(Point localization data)
BEGIN

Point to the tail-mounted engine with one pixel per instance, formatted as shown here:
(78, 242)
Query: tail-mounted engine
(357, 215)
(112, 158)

END

- [REQUIRED WORK] Every line above is to be transcribed exactly, with nothing dropped.

- [TASK SOLUTION]
Point to the tail-mounted engine with one pixel per instance, formatted as shown here:
(78, 242)
Query: tail-mounted engine
(357, 215)
(112, 158)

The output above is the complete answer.